■ REQUIRED ACTION: Copy out the lines of the records below, and only those lines, from the one with "x=467, y=433" through the one with "Wanted = one point per instance on the tern", exactly as they appear.

Stored data entries
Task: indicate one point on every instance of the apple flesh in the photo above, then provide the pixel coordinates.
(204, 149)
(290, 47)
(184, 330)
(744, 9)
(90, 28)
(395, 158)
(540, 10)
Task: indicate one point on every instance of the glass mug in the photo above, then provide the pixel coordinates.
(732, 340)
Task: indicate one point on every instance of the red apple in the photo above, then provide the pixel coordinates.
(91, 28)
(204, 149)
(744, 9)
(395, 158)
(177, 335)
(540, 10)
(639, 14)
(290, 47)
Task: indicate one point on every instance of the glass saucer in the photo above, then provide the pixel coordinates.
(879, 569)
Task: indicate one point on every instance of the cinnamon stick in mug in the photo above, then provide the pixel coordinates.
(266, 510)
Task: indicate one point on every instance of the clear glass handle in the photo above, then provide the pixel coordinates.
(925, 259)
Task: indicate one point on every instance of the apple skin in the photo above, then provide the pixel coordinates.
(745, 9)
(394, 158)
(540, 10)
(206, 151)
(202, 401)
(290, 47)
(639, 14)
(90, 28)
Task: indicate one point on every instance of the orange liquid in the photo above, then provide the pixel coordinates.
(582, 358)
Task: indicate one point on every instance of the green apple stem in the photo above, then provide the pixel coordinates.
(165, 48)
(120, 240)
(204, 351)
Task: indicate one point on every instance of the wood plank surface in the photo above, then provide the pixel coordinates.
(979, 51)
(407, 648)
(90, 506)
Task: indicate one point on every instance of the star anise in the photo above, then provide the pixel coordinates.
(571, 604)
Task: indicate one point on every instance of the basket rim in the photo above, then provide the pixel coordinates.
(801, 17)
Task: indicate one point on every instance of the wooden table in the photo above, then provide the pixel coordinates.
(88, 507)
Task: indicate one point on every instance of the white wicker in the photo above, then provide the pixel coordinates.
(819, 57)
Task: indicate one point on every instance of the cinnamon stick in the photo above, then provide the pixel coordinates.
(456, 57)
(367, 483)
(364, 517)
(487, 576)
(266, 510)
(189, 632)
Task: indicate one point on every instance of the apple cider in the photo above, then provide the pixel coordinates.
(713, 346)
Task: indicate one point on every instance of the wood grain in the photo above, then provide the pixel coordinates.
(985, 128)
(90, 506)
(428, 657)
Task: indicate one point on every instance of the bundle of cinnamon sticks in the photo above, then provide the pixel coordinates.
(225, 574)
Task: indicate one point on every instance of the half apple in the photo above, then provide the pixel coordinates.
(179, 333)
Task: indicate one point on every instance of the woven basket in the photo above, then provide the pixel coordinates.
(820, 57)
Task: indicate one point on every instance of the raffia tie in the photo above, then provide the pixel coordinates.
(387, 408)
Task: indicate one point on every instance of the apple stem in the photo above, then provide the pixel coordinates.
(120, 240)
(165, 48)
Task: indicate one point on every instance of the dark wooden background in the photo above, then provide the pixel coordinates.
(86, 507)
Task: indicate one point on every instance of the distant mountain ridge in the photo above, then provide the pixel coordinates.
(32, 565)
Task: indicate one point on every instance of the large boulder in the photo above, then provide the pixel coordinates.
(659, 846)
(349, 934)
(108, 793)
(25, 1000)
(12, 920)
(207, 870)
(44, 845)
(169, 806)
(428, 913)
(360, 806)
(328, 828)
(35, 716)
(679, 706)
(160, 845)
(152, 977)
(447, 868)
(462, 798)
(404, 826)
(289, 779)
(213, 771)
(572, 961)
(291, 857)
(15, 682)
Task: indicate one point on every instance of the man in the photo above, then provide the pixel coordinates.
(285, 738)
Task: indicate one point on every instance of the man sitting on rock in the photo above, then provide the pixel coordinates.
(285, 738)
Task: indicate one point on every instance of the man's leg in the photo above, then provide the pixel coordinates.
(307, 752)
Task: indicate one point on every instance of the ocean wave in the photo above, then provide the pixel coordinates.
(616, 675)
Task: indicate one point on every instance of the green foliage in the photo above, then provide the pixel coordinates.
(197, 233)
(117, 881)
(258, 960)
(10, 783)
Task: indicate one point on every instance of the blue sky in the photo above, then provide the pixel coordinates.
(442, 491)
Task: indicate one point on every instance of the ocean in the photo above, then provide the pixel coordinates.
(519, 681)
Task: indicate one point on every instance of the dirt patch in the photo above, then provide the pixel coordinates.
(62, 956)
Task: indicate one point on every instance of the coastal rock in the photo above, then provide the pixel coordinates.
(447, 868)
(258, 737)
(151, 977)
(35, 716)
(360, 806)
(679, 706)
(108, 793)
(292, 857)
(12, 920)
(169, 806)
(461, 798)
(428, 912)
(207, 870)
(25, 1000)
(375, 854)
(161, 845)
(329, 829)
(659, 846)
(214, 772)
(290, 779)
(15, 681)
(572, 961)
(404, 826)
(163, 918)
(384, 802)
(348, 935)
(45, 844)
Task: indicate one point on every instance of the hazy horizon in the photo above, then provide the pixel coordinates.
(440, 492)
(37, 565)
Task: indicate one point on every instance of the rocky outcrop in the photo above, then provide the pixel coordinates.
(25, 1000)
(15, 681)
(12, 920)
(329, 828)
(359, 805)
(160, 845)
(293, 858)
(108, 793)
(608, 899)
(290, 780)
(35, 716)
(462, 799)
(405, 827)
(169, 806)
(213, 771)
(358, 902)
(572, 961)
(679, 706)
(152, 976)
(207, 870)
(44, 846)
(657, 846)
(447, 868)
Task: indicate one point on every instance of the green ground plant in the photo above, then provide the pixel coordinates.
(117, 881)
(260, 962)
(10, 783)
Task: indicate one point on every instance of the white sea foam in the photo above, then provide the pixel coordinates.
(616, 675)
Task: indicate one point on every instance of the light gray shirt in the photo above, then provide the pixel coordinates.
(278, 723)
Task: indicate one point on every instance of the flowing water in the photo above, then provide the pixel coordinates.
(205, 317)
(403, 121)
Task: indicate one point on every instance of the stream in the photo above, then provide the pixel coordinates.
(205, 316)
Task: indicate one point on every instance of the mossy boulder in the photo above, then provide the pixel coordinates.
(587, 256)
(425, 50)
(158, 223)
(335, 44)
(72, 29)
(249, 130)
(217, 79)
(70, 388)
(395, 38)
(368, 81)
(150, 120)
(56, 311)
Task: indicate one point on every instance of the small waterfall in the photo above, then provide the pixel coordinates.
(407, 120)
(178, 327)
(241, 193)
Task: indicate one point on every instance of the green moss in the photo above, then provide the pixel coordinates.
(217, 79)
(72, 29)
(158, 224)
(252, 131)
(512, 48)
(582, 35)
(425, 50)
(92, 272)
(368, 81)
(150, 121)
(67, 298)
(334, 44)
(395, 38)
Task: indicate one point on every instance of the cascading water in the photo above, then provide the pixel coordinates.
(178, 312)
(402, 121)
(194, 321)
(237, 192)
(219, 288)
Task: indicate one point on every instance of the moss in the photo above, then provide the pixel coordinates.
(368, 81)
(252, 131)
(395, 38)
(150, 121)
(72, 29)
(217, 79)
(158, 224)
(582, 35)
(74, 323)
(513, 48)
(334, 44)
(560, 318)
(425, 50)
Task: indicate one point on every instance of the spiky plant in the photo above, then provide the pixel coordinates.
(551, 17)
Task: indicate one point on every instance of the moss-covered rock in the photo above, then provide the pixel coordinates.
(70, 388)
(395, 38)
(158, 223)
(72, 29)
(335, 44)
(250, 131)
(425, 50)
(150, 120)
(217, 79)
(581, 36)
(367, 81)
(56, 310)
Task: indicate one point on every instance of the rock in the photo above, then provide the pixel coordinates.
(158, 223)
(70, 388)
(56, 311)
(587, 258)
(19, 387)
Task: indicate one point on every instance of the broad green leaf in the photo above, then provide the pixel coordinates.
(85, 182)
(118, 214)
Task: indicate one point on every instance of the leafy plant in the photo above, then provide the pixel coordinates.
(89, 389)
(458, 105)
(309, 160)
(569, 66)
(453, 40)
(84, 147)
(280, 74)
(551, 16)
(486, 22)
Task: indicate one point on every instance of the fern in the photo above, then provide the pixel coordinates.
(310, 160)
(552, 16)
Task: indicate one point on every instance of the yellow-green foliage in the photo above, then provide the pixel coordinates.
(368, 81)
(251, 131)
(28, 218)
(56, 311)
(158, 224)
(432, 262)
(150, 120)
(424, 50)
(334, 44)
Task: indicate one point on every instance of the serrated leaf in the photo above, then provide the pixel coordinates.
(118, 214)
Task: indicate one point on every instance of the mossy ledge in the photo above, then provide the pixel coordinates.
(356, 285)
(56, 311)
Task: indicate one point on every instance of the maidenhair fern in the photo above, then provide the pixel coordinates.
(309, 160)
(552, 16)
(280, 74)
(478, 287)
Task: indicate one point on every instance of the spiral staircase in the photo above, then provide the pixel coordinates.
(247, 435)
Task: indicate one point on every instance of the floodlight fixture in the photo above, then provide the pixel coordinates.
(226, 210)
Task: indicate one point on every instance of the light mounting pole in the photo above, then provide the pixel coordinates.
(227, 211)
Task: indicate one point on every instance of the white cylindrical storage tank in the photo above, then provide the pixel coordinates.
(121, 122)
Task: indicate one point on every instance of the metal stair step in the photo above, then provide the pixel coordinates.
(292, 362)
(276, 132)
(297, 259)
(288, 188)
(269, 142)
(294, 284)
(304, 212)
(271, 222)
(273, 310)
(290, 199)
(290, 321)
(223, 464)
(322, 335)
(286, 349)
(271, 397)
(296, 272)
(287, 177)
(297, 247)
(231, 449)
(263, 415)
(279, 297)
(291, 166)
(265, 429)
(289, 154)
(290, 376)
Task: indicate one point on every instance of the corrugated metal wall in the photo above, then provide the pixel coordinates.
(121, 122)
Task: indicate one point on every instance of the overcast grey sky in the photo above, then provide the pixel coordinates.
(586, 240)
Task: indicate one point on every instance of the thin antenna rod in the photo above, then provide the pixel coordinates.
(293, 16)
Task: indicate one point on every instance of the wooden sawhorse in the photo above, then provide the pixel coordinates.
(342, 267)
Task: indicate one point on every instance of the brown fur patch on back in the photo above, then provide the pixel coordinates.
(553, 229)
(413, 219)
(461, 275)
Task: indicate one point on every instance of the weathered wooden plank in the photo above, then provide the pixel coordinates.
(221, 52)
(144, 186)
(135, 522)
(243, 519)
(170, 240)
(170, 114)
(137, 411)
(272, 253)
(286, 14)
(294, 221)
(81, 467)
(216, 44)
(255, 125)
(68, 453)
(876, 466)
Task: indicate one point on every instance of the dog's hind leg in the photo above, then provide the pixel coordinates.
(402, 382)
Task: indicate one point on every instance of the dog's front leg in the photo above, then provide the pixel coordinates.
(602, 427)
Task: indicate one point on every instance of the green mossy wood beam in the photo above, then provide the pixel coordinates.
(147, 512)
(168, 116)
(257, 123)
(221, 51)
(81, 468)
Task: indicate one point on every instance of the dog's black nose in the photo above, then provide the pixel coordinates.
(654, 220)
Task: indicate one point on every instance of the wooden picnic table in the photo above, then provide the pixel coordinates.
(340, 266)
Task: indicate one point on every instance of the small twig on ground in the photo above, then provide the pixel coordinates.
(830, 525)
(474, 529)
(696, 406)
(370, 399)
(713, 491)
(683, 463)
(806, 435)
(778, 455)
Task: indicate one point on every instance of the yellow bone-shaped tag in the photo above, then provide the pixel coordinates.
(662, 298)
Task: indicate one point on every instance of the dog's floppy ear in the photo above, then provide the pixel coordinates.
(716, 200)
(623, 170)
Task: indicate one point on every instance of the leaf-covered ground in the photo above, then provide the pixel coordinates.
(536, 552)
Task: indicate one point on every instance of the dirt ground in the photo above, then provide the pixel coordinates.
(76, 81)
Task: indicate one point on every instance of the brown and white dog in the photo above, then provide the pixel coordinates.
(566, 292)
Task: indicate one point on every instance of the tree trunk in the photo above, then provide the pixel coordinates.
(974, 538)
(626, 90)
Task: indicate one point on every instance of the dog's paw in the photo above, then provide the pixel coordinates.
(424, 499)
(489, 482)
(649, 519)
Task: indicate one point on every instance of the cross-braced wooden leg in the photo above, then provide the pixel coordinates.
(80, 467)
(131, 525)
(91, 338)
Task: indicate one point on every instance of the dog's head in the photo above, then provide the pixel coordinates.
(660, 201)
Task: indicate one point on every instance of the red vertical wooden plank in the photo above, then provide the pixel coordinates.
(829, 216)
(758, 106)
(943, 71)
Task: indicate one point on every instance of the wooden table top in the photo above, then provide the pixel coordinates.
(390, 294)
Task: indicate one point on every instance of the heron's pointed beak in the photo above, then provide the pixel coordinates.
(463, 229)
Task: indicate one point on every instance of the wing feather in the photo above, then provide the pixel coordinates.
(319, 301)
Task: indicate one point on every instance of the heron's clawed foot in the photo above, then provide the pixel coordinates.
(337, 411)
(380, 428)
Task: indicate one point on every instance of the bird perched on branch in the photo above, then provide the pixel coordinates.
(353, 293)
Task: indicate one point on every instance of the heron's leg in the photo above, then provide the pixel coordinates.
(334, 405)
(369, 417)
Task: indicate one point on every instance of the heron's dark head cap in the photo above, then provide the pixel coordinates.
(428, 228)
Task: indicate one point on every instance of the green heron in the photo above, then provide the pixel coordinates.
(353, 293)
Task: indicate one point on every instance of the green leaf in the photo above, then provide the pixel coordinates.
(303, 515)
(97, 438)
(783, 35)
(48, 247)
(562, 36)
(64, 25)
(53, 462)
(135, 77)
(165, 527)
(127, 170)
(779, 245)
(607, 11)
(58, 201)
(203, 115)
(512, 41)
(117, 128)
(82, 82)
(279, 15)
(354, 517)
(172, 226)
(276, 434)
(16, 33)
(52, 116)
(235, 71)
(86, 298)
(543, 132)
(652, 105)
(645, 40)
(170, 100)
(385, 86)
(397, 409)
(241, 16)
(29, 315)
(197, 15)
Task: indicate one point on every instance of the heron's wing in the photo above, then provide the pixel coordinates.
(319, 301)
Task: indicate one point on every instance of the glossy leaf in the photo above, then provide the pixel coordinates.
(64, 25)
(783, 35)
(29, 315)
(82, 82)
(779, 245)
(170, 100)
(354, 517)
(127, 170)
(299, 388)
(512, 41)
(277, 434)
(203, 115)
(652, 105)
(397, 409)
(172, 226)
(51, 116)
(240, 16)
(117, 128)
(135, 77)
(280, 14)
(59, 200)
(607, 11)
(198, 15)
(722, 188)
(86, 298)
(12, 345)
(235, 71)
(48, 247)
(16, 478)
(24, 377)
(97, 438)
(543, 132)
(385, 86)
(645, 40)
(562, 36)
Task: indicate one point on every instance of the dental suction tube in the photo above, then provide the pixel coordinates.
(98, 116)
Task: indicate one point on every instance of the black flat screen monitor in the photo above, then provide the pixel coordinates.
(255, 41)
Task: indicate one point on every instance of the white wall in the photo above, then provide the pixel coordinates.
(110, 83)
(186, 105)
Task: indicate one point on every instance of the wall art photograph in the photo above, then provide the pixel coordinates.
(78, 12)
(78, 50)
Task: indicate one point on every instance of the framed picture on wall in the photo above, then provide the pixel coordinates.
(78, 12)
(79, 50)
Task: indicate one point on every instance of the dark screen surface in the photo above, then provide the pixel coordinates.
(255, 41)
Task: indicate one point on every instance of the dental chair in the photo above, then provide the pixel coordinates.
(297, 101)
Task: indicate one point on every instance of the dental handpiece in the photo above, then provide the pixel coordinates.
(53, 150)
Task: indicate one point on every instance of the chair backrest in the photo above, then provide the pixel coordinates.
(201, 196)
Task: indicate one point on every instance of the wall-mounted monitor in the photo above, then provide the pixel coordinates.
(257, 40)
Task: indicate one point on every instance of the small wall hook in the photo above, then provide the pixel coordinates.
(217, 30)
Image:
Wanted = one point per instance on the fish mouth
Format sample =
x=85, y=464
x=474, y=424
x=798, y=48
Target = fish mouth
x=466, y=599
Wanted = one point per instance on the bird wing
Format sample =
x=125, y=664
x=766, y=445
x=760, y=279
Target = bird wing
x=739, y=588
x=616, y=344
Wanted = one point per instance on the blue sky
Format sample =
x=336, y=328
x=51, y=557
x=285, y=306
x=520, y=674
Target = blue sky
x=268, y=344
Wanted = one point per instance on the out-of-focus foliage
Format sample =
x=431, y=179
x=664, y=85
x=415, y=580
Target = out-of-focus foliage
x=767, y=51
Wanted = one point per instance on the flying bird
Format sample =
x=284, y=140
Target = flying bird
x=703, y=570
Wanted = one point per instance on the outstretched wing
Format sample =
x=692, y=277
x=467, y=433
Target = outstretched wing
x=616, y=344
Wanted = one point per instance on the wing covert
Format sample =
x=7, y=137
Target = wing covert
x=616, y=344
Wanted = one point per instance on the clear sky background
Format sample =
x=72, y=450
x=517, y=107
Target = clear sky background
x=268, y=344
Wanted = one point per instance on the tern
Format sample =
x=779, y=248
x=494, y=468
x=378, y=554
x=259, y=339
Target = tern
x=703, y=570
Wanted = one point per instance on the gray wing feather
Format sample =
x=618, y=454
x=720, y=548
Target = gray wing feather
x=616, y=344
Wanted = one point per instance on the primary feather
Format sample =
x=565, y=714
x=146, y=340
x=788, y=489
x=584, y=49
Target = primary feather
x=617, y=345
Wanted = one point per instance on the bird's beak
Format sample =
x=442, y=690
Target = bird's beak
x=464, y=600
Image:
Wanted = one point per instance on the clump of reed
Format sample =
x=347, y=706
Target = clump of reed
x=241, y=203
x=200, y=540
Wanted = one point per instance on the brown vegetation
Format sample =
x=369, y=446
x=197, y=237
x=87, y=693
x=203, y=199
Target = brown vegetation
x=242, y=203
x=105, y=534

■ EXERCISE ANSWER:
x=467, y=433
Target = outstretched wing
x=616, y=344
Wanted = one point per instance on the wing covert
Format sample =
x=7, y=137
Target = wing covert
x=616, y=344
Wanted = one point per instance on the clear sky background
Format sample =
x=72, y=450
x=517, y=107
Target = clear sky background
x=268, y=344
Wanted = one point per instance on the tern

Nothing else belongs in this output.